● **THE TASK**
State how many lines in the data below contain the string "burning", matching case exactly. Reply with the number alone.

● **INFORMATION PROVIDED**
↓

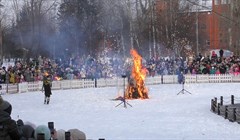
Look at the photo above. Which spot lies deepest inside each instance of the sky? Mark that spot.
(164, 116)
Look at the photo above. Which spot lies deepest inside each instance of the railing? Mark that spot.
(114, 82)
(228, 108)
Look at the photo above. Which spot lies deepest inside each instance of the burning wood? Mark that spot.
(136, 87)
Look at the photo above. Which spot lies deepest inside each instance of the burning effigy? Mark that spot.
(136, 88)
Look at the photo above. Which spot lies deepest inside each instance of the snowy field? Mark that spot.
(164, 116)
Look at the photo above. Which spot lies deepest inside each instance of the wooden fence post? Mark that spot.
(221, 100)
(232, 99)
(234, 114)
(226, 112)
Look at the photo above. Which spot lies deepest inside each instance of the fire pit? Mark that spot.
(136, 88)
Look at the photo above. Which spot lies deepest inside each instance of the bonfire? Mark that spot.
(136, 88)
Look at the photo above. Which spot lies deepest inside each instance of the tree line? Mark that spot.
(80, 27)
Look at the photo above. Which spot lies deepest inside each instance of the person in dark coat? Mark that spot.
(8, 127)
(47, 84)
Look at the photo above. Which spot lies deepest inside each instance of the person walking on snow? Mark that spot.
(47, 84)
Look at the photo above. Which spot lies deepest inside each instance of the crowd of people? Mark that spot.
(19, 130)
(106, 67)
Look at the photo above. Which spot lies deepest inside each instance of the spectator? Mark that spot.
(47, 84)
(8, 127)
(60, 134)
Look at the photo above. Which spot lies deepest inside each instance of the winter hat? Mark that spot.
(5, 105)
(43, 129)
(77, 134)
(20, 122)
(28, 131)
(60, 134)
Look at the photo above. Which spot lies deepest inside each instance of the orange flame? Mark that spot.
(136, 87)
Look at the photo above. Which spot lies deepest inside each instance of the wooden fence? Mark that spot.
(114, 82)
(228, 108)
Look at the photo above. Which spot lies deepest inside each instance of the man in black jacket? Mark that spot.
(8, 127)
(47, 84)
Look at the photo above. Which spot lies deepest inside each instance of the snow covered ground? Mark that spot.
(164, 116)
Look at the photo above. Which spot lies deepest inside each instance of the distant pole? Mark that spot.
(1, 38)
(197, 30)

↑
↓

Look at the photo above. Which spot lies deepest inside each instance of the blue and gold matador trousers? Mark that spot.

↑

● **TASK ANSWER**
2